*** PAGE TEXT

These last two reflect the importance of tourism to the
country as a whole, and to its biggest city. Auckland
also contains the country's biggest port, handling 50%
of container traffic.
Tourism is New Zealand's single biggest revenue earner,
currently estimated to be worth roughly four billion New
Zealand Dollars to the country. This is on a steady increase,
with Auckland reaping many of the benefits, thanks to
the city's high world profile as host of the recent Americas
Cup.
The city's GDP is almost 17 million New Zealand Dollars
per annum, and thanks to current low interest and exchange
rates, it is estimated that this will increase at a steady
rate of about 4% per annum for the next three years. This
is 1% higher than the growth anticipated for the country
as a whole, which reflects the constant population drift
towards Auckland. This drift does, however, contribute
to the city's unemployment rate of 6.9%, which is high
compared to 6.1% nationwide. The city contains 10% of
New Zealand's population, and that population on average
is younger, more highly paid and better educated than
the population generally. The last major census in 1996
showed, for example, that 19% of Auckland's residents
had a university degree, exactly twice the national average.
Asian visitors have traditionally accounted for almost
one-fifth of New Zealand's tourists, so the 30% drop in
visitor numbers at the start of 1999 was attributed to
the Asian financial crisis. Economic recovery, following
the impact of this crisis, has naturally been welcomed
- tourism arrivals at Auckland airport rose by 8.7% over
1999, and retail spending rose by 4.2% for the year ending
30 September 1999.
Business Etiquette
Conducting business in Auckland is no different from that
in any other major Western city. There are no cultural
pitfalls to watch out for, and the only noticeable difference
lies with the nature of the New Zealand people. They are
notably friendlier, more informal and more relaxed. Although
ties and jackets are worn, jackets may soon be discarded
and shirt-sleeves rolled up. A more informal dress code
also exists in restaurants and bars, although the smartest
restaurants may still expect a jacket and tie to be worn.

******
*** DATA EXTRACT

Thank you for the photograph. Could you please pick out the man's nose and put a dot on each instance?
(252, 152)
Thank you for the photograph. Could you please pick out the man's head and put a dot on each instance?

******

PARTS OF THE EXERCISE »
[1] According to the passage on Auckland's economy, why was the 30% drop in visitor numbers at the start of 1999 attributed to the Asian financial crisis?
[2] Set down the passage on Auckland's economy word for word, starting at "Business Etiquette" and ending at "to be worn.".

PROBLEM SOLUTIONS »
[1] Asian visitors have traditionally made up almost one-fifth of New Zealand's tourists. A financial crisis in Asia therefore explained the sharp fall in visitor numbers at the start of 1999.

[2]
Business Etiquette
Conducting business in Auckland is no different from that
in any other major Western city. There are no cultural
pitfalls to watch out for, and the only noticeable difference
lies with the nature of the New Zealand people. They are
notably friendlier, more informal and more relaxed. Although
ties and jackets are worn, jackets may soon be discarded
and shirt-sleeves rolled up. A more informal dress code
also exists in restaurants and bars, although the smartest
restaurants may still expect a jacket and tie to be worn.